** Entries from a segmentation dataset **

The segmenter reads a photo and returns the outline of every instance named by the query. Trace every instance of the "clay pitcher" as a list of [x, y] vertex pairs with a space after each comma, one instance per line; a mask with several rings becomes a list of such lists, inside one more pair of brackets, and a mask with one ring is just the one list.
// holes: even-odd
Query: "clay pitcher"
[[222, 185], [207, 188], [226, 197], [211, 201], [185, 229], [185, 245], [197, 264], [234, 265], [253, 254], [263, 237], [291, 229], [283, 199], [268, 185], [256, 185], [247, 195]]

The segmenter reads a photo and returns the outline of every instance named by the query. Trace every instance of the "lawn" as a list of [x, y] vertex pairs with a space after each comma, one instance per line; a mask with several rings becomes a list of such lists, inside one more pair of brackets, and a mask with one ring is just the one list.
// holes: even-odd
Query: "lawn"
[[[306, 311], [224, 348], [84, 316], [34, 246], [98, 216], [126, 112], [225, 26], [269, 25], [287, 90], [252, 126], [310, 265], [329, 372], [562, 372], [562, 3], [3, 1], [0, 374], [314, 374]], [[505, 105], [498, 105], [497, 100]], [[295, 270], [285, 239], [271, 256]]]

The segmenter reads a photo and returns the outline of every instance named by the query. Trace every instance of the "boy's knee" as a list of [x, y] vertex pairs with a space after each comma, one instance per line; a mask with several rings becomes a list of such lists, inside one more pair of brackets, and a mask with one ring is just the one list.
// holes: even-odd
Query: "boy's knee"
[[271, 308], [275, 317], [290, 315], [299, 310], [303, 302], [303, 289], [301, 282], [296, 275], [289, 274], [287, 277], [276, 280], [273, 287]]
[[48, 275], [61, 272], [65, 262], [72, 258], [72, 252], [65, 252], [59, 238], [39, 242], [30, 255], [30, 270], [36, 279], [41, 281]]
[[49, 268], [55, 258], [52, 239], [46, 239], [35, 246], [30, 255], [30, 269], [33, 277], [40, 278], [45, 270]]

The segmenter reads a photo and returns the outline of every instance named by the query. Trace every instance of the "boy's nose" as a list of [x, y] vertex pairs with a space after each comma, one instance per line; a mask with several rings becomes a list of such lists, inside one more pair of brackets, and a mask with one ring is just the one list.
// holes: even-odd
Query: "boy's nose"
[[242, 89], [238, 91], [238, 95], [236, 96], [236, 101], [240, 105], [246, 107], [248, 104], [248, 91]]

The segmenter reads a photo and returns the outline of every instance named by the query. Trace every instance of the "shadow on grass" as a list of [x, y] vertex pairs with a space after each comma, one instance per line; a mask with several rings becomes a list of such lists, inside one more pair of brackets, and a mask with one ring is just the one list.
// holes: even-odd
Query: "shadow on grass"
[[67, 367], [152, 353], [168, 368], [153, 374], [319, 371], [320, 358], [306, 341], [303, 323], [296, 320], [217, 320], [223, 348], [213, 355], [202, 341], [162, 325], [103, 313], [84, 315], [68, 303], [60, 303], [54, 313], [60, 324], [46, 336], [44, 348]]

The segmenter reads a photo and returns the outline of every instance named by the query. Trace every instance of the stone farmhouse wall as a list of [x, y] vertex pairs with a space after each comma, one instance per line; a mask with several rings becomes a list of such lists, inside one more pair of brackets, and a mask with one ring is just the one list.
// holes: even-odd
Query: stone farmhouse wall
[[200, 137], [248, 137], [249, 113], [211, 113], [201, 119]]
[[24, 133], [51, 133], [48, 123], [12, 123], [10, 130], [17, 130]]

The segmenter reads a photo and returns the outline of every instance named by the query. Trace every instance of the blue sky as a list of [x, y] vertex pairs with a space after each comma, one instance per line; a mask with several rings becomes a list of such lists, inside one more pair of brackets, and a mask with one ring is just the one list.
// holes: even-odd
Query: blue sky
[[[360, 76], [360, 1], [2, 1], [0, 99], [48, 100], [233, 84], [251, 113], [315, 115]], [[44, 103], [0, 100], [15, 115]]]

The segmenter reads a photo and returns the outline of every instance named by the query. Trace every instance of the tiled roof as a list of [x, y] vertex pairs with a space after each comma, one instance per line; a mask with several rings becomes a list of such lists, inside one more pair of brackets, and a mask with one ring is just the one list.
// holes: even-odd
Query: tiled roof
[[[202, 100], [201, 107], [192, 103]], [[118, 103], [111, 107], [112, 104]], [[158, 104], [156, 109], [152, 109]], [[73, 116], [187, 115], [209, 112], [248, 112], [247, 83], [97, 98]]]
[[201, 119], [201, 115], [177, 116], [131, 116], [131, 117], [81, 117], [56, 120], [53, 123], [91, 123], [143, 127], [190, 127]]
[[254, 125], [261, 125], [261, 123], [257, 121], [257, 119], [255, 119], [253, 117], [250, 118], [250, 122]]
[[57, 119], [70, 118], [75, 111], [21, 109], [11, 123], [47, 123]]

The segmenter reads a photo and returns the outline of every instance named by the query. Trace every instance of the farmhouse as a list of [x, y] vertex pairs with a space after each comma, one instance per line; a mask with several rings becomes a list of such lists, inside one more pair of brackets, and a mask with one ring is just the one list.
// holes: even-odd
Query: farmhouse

** Instructions to follow **
Reproduce the entries starting at the very first line and ending at the line containing "185], [247, 195]]", both ends included, with 13 added to every x and y vertex coordinate in the answers.

** Exercise result **
The segmenter reads a photo and returns the outline of every instance named by the query. Trace every instance of the "clay pitcher" as a list of [x, y] vertex pairs with a space after each comma, one instance per line; a mask with several rings becomes a list of such lists, inside one more pair of brackets, and a mask with one ring is just the one list.
// holes: even-odd
Query: "clay pitcher"
[[235, 198], [220, 201], [239, 210], [224, 214], [198, 242], [198, 258], [210, 277], [247, 278], [266, 267], [276, 250], [304, 242], [296, 212], [281, 198], [269, 198], [260, 208]]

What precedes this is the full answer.